— begin Provided text —

This might seem a great thing for the young single professionals who live and thrive in the metropolis, much as New Yorkers love living on a separate island from the rest of the USA, but Cohen points out that with London as the nation's media capital, such ideological isolation inspires inaccurate reporting on British society as a whole. (Cohen being an exception to his rule, of course.) Boiling one of my own theories down to statistical logic, he writes:

"When conservatives [or far-off observers, I would like to add] complain about the undoubted liberal bias of the BBC, they assume some kind of socialist plot when it is geography not ideology driving attitudes. A young middle-class BBC type in London is unlikely to meet anyone socially who is, say, against abortion or pro-war. Because they don't confront opposing ideas, they can't put themselves into the minds of people outside their consensus and ask questions from another point of view."

[One could fairly say the same of New York, and many 'conservatives' across America make a habit of doing just that.]

THIS GUITAR KILLS FASCISTS (or at least it should)

One frightening statistic which would appear to prove Cohen's pessimism over Sampson's optimism comes from an Independent piece about the new Love Music Hate Racism collective: that "the British National Party are polling 17% in Council Elections." They what? And that figure doesn’t appear to be confined merely to the communities where these racists field their candidates: another cutting notes how in "one recent poll...16% of respondents said they would consider voting BNP." That's serious. Really f-ing serious. Britain's multi-culturalism stands for absolutely nothing if almost a fifth of the country can consider voting for barely-disguised Nazis. (The BNP now has 18 council seats, following a victory at Thurrock, Essex in September last year.) When I see statistics and figures like this, it reminds me why I don't live in Britain anymore. Have we learned nothing about fascism over the last 100 years?


Such is the controversy over Britain's ethic make-up that – and this report is right up-to-date, thanks to my own online scrutinizing,

"Trevor Phillips, chairman of the Commission for Racial Equality, has called for an end to multiculturalism in Britain. Separateness is over, he said last week. It is time to rediscover the nation's belief in 'core British values' and integrate under an umbrella marked with the colours of the Union flag."

— end Provided text —

#### Tasks for this exercise:
1. Reproduce word for word the portion of the piece on London and British politics between "[One could fairly" and "least it should)", inclusive.
2. Carry the piece on London and British politics forward from its final sentence, writing the next part of it.

— begin Dataset excerpts —

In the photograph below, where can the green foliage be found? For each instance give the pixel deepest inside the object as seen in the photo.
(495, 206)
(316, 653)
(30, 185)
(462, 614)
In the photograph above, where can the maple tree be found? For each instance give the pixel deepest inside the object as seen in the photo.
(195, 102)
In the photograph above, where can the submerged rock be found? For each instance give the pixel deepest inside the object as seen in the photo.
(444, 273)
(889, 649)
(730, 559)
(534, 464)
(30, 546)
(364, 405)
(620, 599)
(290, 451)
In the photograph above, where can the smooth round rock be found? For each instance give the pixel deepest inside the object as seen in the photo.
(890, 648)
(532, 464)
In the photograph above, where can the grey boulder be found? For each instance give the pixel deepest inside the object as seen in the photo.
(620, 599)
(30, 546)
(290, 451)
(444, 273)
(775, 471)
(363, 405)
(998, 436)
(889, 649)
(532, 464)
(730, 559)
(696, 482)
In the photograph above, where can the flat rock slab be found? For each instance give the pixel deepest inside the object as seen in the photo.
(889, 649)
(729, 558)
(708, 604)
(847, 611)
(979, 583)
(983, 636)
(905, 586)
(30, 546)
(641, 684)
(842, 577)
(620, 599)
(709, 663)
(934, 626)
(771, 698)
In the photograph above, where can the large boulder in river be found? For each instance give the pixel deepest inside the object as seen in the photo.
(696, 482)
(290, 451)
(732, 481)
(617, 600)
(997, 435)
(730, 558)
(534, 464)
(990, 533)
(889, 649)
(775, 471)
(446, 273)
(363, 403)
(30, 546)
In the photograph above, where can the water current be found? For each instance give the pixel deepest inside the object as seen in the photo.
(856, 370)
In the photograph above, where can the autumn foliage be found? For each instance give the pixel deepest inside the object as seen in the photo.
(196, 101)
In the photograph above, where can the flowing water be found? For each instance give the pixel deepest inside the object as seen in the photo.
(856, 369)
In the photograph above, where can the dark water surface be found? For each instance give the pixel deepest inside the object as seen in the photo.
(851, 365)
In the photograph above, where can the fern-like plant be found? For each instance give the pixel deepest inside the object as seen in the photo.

— end Dataset excerpts —

#### Exercise responses:
1.
[One could fairly say the same of New York, and many 'conservatives' across America make a habit of doing just that.]

THIS GUITAR KILLS FASCISTS (or at least it should)

2.
Musician Nittin Sawhney is offended by the comments.

"Multiculturalism simply implies a number of different cultures co-existing under a common umbrella (including every example from 1950s South Africa to contemporary London). There is nothing in the phrase that implies either separateness or homogeneity."

I'm with Sawnhey. I always think of multi-culturalism as an involvement in many cultures, not an isolated stance on individual ones. And I always think it can only be for the overall good.


Radio 1 indie icon Steve Lamacq sees British music culture under threat not from ethnic diversity (which, after all, is not his musical strength), but from its strongest ally. Last month, he asserted in the Guardian that Britain has allowed itself to become a cheap and credible testing ground for new American talent, and that it's necessary to turn the tables for British music to thrive.

"This year promises to boast as many homegrown new acts as the giddy days of Britpop. The struggle for the UK industry will be to grasp this American goodwill and use it in the States. Otherwise we might as well hold our new Britpack Revolution (as the NME describes it) in a marquee on the village green."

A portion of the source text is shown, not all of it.